#### Polygon annotations for photos:
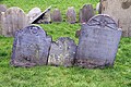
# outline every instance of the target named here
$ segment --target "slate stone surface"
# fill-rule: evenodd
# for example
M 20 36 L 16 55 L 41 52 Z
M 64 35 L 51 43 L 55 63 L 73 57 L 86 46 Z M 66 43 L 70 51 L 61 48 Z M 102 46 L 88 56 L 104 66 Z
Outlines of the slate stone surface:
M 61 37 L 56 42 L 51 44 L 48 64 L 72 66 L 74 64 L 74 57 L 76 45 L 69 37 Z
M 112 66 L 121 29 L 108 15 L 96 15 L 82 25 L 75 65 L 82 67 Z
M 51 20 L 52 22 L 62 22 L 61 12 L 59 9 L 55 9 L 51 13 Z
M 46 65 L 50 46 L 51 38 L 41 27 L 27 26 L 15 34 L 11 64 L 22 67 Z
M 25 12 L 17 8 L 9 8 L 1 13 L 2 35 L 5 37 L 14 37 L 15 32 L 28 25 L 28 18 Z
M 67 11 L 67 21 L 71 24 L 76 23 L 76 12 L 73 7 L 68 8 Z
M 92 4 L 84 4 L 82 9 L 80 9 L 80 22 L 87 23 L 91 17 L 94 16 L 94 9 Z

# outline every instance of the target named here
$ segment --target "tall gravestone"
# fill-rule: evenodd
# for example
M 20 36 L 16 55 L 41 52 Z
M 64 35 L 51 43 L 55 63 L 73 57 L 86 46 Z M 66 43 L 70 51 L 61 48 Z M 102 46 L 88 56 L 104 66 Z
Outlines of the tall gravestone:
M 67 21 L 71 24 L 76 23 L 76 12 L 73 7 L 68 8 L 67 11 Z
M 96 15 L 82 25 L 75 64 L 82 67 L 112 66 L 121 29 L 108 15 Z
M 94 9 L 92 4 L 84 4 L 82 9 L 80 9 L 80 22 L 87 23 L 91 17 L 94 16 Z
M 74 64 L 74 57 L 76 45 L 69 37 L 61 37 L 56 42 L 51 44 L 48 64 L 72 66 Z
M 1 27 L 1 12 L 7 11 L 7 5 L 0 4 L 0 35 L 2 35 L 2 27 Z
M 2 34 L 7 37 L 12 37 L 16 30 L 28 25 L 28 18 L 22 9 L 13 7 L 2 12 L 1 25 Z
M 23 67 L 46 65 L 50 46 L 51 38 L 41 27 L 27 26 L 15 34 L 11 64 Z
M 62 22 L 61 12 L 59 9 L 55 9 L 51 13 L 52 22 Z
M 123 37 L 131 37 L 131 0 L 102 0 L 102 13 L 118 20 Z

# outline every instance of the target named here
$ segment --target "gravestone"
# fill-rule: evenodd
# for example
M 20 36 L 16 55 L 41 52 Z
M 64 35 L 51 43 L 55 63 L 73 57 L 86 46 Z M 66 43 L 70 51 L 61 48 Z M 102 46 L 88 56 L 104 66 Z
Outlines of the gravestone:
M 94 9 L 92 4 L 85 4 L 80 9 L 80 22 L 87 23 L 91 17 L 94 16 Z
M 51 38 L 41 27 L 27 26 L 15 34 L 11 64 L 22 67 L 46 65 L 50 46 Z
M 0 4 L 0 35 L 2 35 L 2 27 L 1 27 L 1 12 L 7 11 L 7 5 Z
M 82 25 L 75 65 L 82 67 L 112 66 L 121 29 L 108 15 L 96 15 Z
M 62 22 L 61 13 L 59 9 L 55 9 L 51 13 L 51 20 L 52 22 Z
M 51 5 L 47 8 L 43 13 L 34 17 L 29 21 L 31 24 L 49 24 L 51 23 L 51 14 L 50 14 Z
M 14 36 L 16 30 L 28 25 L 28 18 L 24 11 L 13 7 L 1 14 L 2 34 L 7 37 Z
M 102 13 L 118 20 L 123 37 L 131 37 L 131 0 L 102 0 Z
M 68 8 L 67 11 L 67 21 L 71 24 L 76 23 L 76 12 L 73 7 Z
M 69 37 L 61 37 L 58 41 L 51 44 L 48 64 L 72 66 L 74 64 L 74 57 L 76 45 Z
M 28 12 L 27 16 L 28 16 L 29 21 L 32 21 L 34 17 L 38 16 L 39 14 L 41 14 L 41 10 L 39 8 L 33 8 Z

#### To be done:
Update the records by replacing every "for example" with "sample outlines" and keeping everything else the same. Leave the pictures out of your answer.

#### Task result:
# outline every instance of the target named here
$ segment --target "slate stone surface"
# fill-rule: evenodd
# sample outlines
M 20 36 L 16 55 L 41 52 Z
M 64 35 L 51 43 L 55 63 L 73 57 L 86 46 Z M 66 43 L 70 51 L 61 48 Z M 102 46 L 88 56 L 104 66 Z
Outlines of the slate stone surface:
M 61 37 L 56 42 L 51 44 L 48 64 L 72 66 L 74 64 L 74 57 L 76 45 L 69 37 Z
M 112 66 L 121 29 L 108 15 L 96 15 L 82 25 L 75 65 L 82 67 Z
M 51 20 L 52 22 L 62 22 L 61 12 L 59 9 L 55 9 L 51 13 Z
M 46 65 L 50 46 L 51 38 L 41 27 L 27 26 L 15 34 L 11 64 L 22 67 Z
M 25 12 L 17 8 L 9 8 L 1 13 L 2 35 L 5 37 L 14 37 L 15 32 L 28 25 L 28 18 Z
M 67 11 L 67 21 L 71 24 L 76 23 L 76 12 L 73 7 L 68 8 Z
M 92 4 L 84 4 L 82 9 L 80 9 L 80 22 L 87 23 L 91 17 L 94 16 L 94 9 Z

# outline every instance of the target named here
$ segment --target "tall gravestone"
# fill-rule: evenodd
# sample outlines
M 20 36 L 16 55 L 41 52 Z
M 64 35 L 51 43 L 55 63 L 73 57 L 86 46 Z M 66 43 L 70 51 L 61 48 Z M 102 46 L 88 56 L 104 66 Z
Outlines of the tall gravestone:
M 67 21 L 71 24 L 76 23 L 76 12 L 73 7 L 68 8 L 67 11 Z
M 96 15 L 82 25 L 75 64 L 82 67 L 112 66 L 121 29 L 108 15 Z
M 94 9 L 92 4 L 84 4 L 82 9 L 80 9 L 80 22 L 87 23 L 91 17 L 94 16 Z
M 74 64 L 74 57 L 76 45 L 69 37 L 61 37 L 56 42 L 51 44 L 48 64 L 72 66 Z
M 1 27 L 1 12 L 7 11 L 7 5 L 0 4 L 0 35 L 2 35 L 2 27 Z
M 2 34 L 7 37 L 12 37 L 16 30 L 28 25 L 28 18 L 22 9 L 13 7 L 2 12 L 1 25 Z
M 23 67 L 46 65 L 50 46 L 51 38 L 41 27 L 27 26 L 15 34 L 11 64 Z
M 62 22 L 61 12 L 59 9 L 55 9 L 51 13 L 52 22 Z
M 123 37 L 131 37 L 131 0 L 102 0 L 102 13 L 118 20 Z

# outline every instance of the target named here
$ segment --target "gravestone"
# fill-rule: evenodd
# sample outlines
M 20 36 L 16 55 L 41 52 Z
M 64 35 L 51 43 L 55 63 L 73 57 L 86 46 Z M 66 43 L 70 51 L 61 48 Z M 102 46 L 88 56 L 104 66 Z
Outlines of the gravestone:
M 94 9 L 92 4 L 85 4 L 80 9 L 80 22 L 87 23 L 91 17 L 94 16 Z
M 51 38 L 41 27 L 27 26 L 15 34 L 11 64 L 22 67 L 46 65 L 50 46 Z
M 0 4 L 0 35 L 2 35 L 2 27 L 1 27 L 1 12 L 7 11 L 7 5 Z
M 82 25 L 75 65 L 82 67 L 112 66 L 121 29 L 108 15 L 96 15 Z
M 62 22 L 61 13 L 59 9 L 55 9 L 51 13 L 51 20 L 52 22 Z
M 51 5 L 47 8 L 43 13 L 34 17 L 29 21 L 31 24 L 49 24 L 51 23 L 51 14 L 50 14 Z
M 14 36 L 16 30 L 28 25 L 28 18 L 24 11 L 13 7 L 1 14 L 2 34 L 7 37 Z
M 102 13 L 118 20 L 123 37 L 131 37 L 131 0 L 102 0 Z
M 68 8 L 67 11 L 67 21 L 71 24 L 76 23 L 76 12 L 73 7 Z
M 69 37 L 61 37 L 58 41 L 51 44 L 48 64 L 72 66 L 74 64 L 74 57 L 76 45 Z
M 28 12 L 27 16 L 28 16 L 29 21 L 32 21 L 34 17 L 38 16 L 39 14 L 41 14 L 41 10 L 39 8 L 33 8 Z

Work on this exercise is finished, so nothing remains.